• [Problem description]:
Could you duplicate the lines below character for character, with no changes at all?

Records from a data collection
##########

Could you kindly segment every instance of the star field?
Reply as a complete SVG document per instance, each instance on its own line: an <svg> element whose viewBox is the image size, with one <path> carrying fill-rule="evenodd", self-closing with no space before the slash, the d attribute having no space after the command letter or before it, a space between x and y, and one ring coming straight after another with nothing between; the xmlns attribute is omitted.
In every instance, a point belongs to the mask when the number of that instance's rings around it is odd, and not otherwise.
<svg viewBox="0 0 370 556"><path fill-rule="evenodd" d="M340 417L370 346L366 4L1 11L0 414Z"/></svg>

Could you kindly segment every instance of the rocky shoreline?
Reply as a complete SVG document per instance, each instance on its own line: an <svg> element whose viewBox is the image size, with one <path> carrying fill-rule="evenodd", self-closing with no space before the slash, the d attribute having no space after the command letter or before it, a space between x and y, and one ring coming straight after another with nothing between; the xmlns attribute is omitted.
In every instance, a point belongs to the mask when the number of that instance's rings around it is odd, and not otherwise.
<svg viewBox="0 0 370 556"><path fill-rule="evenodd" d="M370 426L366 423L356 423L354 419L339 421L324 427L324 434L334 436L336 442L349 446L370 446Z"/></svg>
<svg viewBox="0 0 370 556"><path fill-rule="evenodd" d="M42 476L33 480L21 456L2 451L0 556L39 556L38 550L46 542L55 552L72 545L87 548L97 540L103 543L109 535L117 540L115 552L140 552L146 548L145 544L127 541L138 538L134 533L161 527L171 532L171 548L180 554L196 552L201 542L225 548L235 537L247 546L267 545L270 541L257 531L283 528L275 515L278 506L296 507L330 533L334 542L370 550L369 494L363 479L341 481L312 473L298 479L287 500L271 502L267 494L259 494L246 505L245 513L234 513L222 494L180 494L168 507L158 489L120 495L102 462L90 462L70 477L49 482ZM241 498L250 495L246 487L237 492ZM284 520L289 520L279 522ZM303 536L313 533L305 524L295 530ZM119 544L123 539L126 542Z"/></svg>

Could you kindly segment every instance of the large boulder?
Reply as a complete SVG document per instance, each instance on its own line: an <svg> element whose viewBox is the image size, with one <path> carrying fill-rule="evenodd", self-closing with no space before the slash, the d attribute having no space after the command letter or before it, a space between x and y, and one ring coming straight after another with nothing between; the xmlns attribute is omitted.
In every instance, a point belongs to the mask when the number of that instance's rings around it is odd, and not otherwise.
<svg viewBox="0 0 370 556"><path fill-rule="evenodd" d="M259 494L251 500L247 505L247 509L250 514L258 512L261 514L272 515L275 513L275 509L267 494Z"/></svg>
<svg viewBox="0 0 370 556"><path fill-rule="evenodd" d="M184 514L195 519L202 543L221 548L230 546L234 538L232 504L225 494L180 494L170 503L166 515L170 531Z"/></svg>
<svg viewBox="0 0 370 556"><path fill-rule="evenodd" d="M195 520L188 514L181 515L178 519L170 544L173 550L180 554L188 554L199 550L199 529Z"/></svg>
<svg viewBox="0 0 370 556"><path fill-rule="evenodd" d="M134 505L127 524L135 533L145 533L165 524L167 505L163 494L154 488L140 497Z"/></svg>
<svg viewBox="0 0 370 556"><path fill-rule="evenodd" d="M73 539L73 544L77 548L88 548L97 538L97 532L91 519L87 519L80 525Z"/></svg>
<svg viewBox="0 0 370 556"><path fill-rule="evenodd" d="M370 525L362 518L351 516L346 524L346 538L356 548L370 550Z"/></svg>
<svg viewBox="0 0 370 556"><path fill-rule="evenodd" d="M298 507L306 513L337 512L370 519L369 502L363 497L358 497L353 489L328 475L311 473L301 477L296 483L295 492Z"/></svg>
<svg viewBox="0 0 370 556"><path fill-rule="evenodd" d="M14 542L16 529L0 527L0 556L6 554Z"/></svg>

##########

• [Reply to the exercise]:
Could you kindly segment every instance of the star field?
Reply as a complete SVG document per instance, each instance on its own line: an <svg> element whose viewBox is the image size, with one <path> carrying fill-rule="evenodd", self-closing with no space before the slash, the d attribute having no space after the command letter or before it, a space between x and y, and one ring coming straight after another with nothing between; the xmlns attribute is omitted.
In every instance, a point belongs to the mask when the number of that instance's rings around it is odd, and not otherwise.
<svg viewBox="0 0 370 556"><path fill-rule="evenodd" d="M340 417L370 346L366 4L1 11L0 414Z"/></svg>

Could you kindly segment every instance of the rocky shoreline?
Reply as a complete SVG document per instance, each instance on its own line: an <svg> element whose viewBox is the image size, with one <path> carrying fill-rule="evenodd", self-closing with no space before the slash, the d attribute having no space after the command letter or before it, a space between x and y, and one ring coming straight after another with nothing between; the xmlns attribute is omitted.
In every instance, a point belongs to the mask when the number of that instance's rings around it is odd, and not otherwise.
<svg viewBox="0 0 370 556"><path fill-rule="evenodd" d="M370 426L366 423L356 423L354 419L339 421L324 427L324 434L334 436L336 442L349 446L370 446Z"/></svg>
<svg viewBox="0 0 370 556"><path fill-rule="evenodd" d="M42 476L33 480L21 456L2 451L0 556L39 556L38 550L46 542L55 552L72 545L87 548L97 540L103 543L109 535L117 540L115 552L140 552L146 548L145 544L127 541L138 538L134 533L161 527L171 532L171 548L180 554L196 552L201 542L225 548L235 537L247 546L267 545L270 541L257 531L283 528L275 515L278 506L296 507L330 533L334 542L370 550L369 494L363 479L341 481L312 473L298 479L287 500L271 502L267 494L259 494L246 505L245 513L234 513L222 494L180 494L168 507L158 489L120 495L102 462L90 462L70 477L49 482ZM241 498L250 495L246 487L237 492ZM284 520L289 520L279 522ZM303 536L313 533L305 524L295 530ZM119 544L123 539L126 542Z"/></svg>

Could you kindly segment every instance of the large boulder?
Reply as a complete SVG document per instance, each instance on its own line: an <svg> element whose viewBox is the image size, with one <path> carrying fill-rule="evenodd", self-closing with no space before the slash, the d attribute having no space after the command letter or before it, a space between x and y, and one ring coming straight after another with nothing between; the xmlns attribute is omitted.
In every instance, a point belongs to the mask when the number of that instance's rings around it is odd, and not otherwise.
<svg viewBox="0 0 370 556"><path fill-rule="evenodd" d="M259 494L251 500L247 505L247 509L250 514L258 512L261 514L272 515L275 513L275 509L267 494Z"/></svg>
<svg viewBox="0 0 370 556"><path fill-rule="evenodd" d="M184 514L195 519L202 543L221 548L230 546L234 538L232 504L225 494L180 494L170 503L166 515L170 531Z"/></svg>
<svg viewBox="0 0 370 556"><path fill-rule="evenodd" d="M195 520L188 514L181 515L178 519L170 544L173 550L180 554L188 554L199 550L199 529Z"/></svg>
<svg viewBox="0 0 370 556"><path fill-rule="evenodd" d="M134 505L127 524L135 533L145 533L165 524L167 505L163 494L154 488L140 497Z"/></svg>
<svg viewBox="0 0 370 556"><path fill-rule="evenodd" d="M73 539L73 544L77 548L88 548L97 538L97 532L91 519L87 519L80 525Z"/></svg>
<svg viewBox="0 0 370 556"><path fill-rule="evenodd" d="M370 525L362 518L351 516L346 524L346 538L356 548L370 550Z"/></svg>
<svg viewBox="0 0 370 556"><path fill-rule="evenodd" d="M298 507L306 513L337 512L370 519L369 502L363 497L358 497L353 489L328 475L311 473L301 477L296 483L295 492Z"/></svg>
<svg viewBox="0 0 370 556"><path fill-rule="evenodd" d="M14 542L16 529L0 527L0 556L6 554Z"/></svg>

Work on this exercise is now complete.